= Beginning of Section =

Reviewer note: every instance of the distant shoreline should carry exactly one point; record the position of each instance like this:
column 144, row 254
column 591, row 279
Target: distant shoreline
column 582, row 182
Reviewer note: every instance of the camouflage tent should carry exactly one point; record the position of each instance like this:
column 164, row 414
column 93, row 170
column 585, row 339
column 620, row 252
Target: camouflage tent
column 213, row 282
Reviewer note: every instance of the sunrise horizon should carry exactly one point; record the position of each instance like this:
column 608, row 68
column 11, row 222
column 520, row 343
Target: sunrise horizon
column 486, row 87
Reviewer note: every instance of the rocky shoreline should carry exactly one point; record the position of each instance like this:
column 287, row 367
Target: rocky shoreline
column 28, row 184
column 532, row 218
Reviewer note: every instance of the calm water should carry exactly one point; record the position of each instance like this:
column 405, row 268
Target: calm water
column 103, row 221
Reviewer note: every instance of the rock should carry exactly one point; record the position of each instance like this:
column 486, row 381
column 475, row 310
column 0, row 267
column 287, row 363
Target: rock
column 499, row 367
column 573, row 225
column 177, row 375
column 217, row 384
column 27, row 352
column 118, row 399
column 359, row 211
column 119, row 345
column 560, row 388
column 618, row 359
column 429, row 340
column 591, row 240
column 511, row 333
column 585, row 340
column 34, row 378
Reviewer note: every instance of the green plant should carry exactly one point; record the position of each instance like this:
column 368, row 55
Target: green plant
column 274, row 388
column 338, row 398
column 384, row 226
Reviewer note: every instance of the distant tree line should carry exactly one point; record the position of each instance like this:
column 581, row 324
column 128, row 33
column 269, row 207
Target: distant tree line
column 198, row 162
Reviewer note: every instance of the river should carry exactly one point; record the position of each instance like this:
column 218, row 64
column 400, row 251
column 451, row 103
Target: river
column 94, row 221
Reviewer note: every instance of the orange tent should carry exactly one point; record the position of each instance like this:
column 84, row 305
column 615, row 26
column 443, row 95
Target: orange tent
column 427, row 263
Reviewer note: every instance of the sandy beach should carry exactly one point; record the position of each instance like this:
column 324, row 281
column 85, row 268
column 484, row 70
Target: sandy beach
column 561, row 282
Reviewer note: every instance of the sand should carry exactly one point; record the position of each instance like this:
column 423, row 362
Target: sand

= End of Section =

Activity
Write out every line from the records above, word for word.

Answer to the problem
Reviewer note: every instance of the distant shoreline should carry exactly one point; record the position of each instance like this:
column 144, row 254
column 591, row 279
Target: distant shoreline
column 582, row 182
Reviewer note: every instance of the camouflage tent should carry exactly one point; record the position of each instance like this:
column 164, row 414
column 93, row 170
column 585, row 339
column 620, row 252
Target: camouflage tent
column 213, row 282
Reviewer note: every instance of the sunrise horizon should carry exactly one point; record the position of each instance like this:
column 608, row 68
column 11, row 222
column 520, row 343
Target: sunrise horizon
column 486, row 87
Reviewer note: every instance of the rocky shoreline should carry exactly one point; record the position of each instance like this:
column 287, row 367
Target: rocky shoreline
column 28, row 184
column 532, row 218
Reviewer note: every instance of the calm water should carry exactly one point; record the position of each instance like this:
column 405, row 268
Target: calm water
column 103, row 221
Reviewer note: every instance of the rock should carry exactly one point; record the position of each instance like this:
column 486, row 381
column 475, row 310
column 0, row 267
column 287, row 363
Target: rock
column 499, row 367
column 573, row 225
column 177, row 375
column 217, row 384
column 27, row 352
column 118, row 399
column 359, row 211
column 119, row 345
column 560, row 388
column 618, row 359
column 429, row 340
column 591, row 240
column 511, row 333
column 585, row 340
column 34, row 378
Reviewer note: every instance of the green plant should carry exactly one point; record the position of each instance like this:
column 368, row 55
Target: green plant
column 274, row 388
column 338, row 398
column 384, row 226
Reviewer note: every instance of the distant tree line should carry exactly one point; record the position of each instance like this:
column 581, row 324
column 128, row 33
column 269, row 207
Target: distant tree line
column 198, row 162
Reviewer note: every instance of the river should carry exactly one point; record the position of each instance like this:
column 218, row 64
column 400, row 251
column 451, row 103
Target: river
column 94, row 221
Reviewer note: every instance of the orange tent should carry exactly one point; record the position of each instance like this:
column 84, row 305
column 615, row 26
column 443, row 95
Target: orange tent
column 427, row 263
Reviewer note: every instance of the sandy beach should carry exactly one point; record the position of each instance like this:
column 324, row 281
column 85, row 268
column 484, row 70
Target: sandy beach
column 561, row 282
Reviewer note: every instance of the sand should carry exactly one point; record the position of each instance like this:
column 423, row 362
Target: sand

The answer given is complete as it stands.